*EXERCISE INPUTS*
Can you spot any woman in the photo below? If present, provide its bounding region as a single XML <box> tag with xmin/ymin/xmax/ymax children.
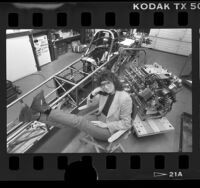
<box><xmin>19</xmin><ymin>70</ymin><xmax>132</xmax><ymax>141</ymax></box>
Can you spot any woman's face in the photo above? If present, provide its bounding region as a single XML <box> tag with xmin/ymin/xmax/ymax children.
<box><xmin>101</xmin><ymin>80</ymin><xmax>115</xmax><ymax>94</ymax></box>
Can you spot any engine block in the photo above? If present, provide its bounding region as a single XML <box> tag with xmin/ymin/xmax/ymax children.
<box><xmin>120</xmin><ymin>63</ymin><xmax>182</xmax><ymax>120</ymax></box>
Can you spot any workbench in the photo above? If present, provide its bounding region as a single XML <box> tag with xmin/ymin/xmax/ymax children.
<box><xmin>133</xmin><ymin>115</ymin><xmax>174</xmax><ymax>137</ymax></box>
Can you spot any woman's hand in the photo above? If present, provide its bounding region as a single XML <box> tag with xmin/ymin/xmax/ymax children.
<box><xmin>92</xmin><ymin>87</ymin><xmax>102</xmax><ymax>96</ymax></box>
<box><xmin>91</xmin><ymin>121</ymin><xmax>108</xmax><ymax>128</ymax></box>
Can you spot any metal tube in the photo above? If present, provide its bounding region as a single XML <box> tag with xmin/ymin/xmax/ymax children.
<box><xmin>51</xmin><ymin>61</ymin><xmax>108</xmax><ymax>106</ymax></box>
<box><xmin>7</xmin><ymin>58</ymin><xmax>81</xmax><ymax>108</ymax></box>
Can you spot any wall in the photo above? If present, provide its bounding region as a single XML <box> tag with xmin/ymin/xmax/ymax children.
<box><xmin>145</xmin><ymin>29</ymin><xmax>192</xmax><ymax>56</ymax></box>
<box><xmin>6</xmin><ymin>35</ymin><xmax>37</xmax><ymax>81</ymax></box>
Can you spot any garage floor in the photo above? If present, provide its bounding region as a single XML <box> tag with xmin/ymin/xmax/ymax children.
<box><xmin>11</xmin><ymin>49</ymin><xmax>192</xmax><ymax>153</ymax></box>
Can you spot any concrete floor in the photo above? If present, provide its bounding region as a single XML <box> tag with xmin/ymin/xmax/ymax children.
<box><xmin>8</xmin><ymin>49</ymin><xmax>192</xmax><ymax>153</ymax></box>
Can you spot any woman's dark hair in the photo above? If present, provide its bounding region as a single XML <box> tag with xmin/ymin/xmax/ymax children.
<box><xmin>97</xmin><ymin>69</ymin><xmax>123</xmax><ymax>91</ymax></box>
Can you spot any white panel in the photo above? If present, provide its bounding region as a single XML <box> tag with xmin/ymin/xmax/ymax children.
<box><xmin>148</xmin><ymin>29</ymin><xmax>192</xmax><ymax>56</ymax></box>
<box><xmin>6</xmin><ymin>36</ymin><xmax>37</xmax><ymax>81</ymax></box>
<box><xmin>176</xmin><ymin>42</ymin><xmax>192</xmax><ymax>56</ymax></box>
<box><xmin>182</xmin><ymin>29</ymin><xmax>192</xmax><ymax>42</ymax></box>
<box><xmin>34</xmin><ymin>35</ymin><xmax>51</xmax><ymax>66</ymax></box>
<box><xmin>149</xmin><ymin>29</ymin><xmax>160</xmax><ymax>36</ymax></box>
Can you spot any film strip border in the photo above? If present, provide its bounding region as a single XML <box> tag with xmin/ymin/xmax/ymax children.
<box><xmin>3</xmin><ymin>154</ymin><xmax>200</xmax><ymax>181</ymax></box>
<box><xmin>4</xmin><ymin>12</ymin><xmax>190</xmax><ymax>28</ymax></box>
<box><xmin>0</xmin><ymin>2</ymin><xmax>200</xmax><ymax>28</ymax></box>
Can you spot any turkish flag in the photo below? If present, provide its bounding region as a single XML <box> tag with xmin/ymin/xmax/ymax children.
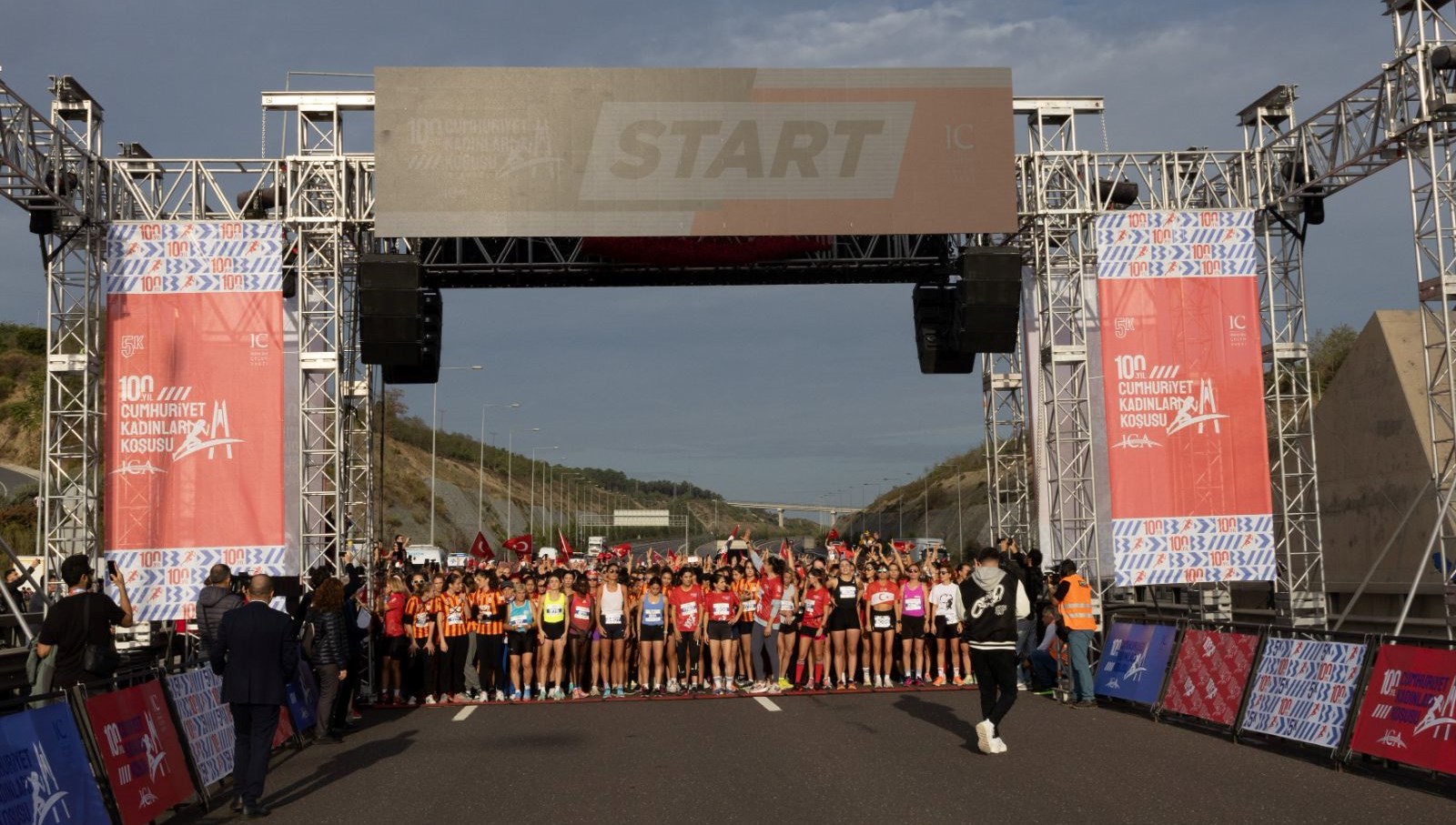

*EXERCISE BRIEF*
Pick out every line of the entries above that contains the word "below", and copy each one. Letter case counts.

*CORRECT OUTPUT*
Can you spot any woman in the photo below? If present, provide its bounding region as a single XML <box> tag with xmin/ymin/xmax/ymax children.
Can you spot any turkish flag in the photo below? If present, provide its bounding region as a single XML <box> tag with xmin/ymin/xmax/ymax children.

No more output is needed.